Велика заслуга гражданина, который путем разумных учреждений возводит государство на более высокую степень законности и свободы. Но свобода и законность, чтобы быть прочными, должны опираться на внутреннее сознание народа; а оно зависит не от законодательных или административных мер, но от тех духовных стремлений, которые вне всяких материяльных побуждений. Удовлетворение этих стремлений столь же важно для духовной стороны человека (без которой никакое общество немыслимо), сколько важны для его физической стороны воздух, пища, одежда и пр. Стремления эти проявляются в безотчетном чувстве прекрасного и нераздельны с любовию к искусству для искусства. Чувство прекрасного в большей или меньшей степени врождено всякому народу, и хотя может быть заглушено и подавлено в нем внешними обстоятельствами, но не иначе как в ущерб его нравственному совершенству. Чувство это так тонко и нежно, что легко улетучивается. Оно проявляется только в народе, достигшем известной степени нравственной развитости; но в этом-то и признак его превосходства над материяльною стороной человека. Тот народ, в котором оно развито сильно и полно, в котором оно составляет потребность жизни, тот народ не может не иметь вместе с ним и чувства законности, и чувства свободы. Он уже готов к жизни гражданской, и законодателю остается только облечь в форму и освятить уже существующие элементы гражданственности. Пример народов, не имеющих большого художественного смысла, не опровергает этой истины. Гражданственность может существовать без чувства прекрасного, но чувство прекрасного, в своем полном развитии, не может проявляться без чувства свободы и законности. В Италии гражданственность и художество жили и умерли вместе и, вероятно, вместе воскреснут.

▸ СПИСОК:

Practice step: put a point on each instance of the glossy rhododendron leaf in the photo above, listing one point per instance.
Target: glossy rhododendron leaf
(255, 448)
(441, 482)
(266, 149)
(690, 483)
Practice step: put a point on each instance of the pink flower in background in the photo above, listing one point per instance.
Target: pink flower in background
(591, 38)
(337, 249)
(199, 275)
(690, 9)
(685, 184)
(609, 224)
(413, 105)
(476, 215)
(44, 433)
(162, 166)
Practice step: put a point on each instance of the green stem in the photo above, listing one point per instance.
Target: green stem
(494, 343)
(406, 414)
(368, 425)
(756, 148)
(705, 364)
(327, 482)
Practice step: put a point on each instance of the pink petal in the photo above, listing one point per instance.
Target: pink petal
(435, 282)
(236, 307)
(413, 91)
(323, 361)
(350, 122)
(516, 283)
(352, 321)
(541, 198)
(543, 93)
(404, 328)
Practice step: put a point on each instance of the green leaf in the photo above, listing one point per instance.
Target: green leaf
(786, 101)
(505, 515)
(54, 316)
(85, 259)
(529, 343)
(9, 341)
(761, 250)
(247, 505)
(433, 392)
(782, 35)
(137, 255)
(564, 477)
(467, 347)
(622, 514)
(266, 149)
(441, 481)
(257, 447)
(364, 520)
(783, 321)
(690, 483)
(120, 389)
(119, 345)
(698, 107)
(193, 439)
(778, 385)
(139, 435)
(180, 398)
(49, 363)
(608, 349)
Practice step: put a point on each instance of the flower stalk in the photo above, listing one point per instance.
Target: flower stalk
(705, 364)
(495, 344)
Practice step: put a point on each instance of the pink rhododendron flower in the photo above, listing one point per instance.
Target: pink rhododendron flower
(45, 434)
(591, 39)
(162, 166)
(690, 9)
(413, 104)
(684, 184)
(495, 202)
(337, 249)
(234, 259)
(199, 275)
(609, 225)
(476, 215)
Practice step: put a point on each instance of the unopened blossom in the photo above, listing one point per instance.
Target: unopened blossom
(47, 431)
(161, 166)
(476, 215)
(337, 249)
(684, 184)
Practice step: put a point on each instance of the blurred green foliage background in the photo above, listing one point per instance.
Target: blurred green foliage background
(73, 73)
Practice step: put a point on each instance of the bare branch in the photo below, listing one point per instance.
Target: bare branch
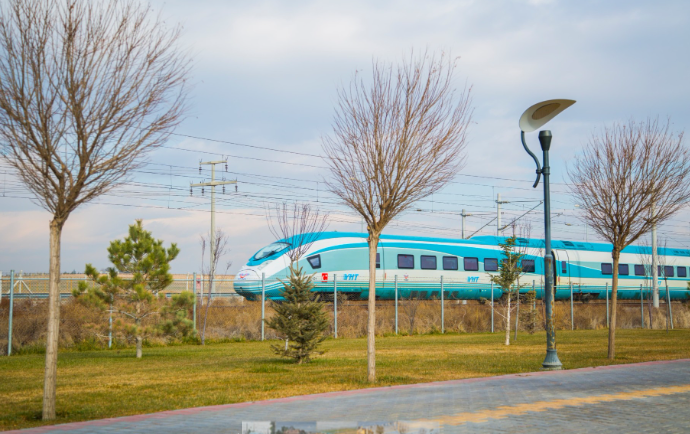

▸ ЗАДАНИЯ И УПРАЖНЕНИЯ:
1. В какой стране, согласно тексту о чувстве прекрасного, гражданственность и художество жили и умерли вместе?
2. Продолжите текст о чувстве прекрасного с того места, где он заканчивается.

▸ ОТВЕТЫ:
1. В Италии.

2.
Не признавать в человеке чувства прекрасного, находить это чувство роскошью, хотеть убить его и работать только для материяльного благосостояния человека — значит отнимать у него его лучшую половину, значит низводить его на степень счастливого животного, которому хорошо, потому что его не бьют и сытно кормят. Художественность в народе не только не мешает его гражданственности, но служит ей лучшим союзником. Эти два чувства должны жить рука об руку и помогать одно другому. Их можно сравнить с двумя колоннами храма или с двумя колесами, на которых движется государственная колесница. Храм об одной колонне непрочен; колесница об одном колесе тащится на боку. Вот, однако, к чему клонится в своем дальнейшем развитии учение о бесполезности чистого искусства. Учение это в последнее время действовало, к сожалению, довольно успешно. В самом деле, наше общество уже мало сочувствует художеству. В литературе оно интересуется только тем, что прямо или косвенно затрогивает его непосредственные жизненные интересы, оставляя без внимания вопросы общие и чисто человеческие.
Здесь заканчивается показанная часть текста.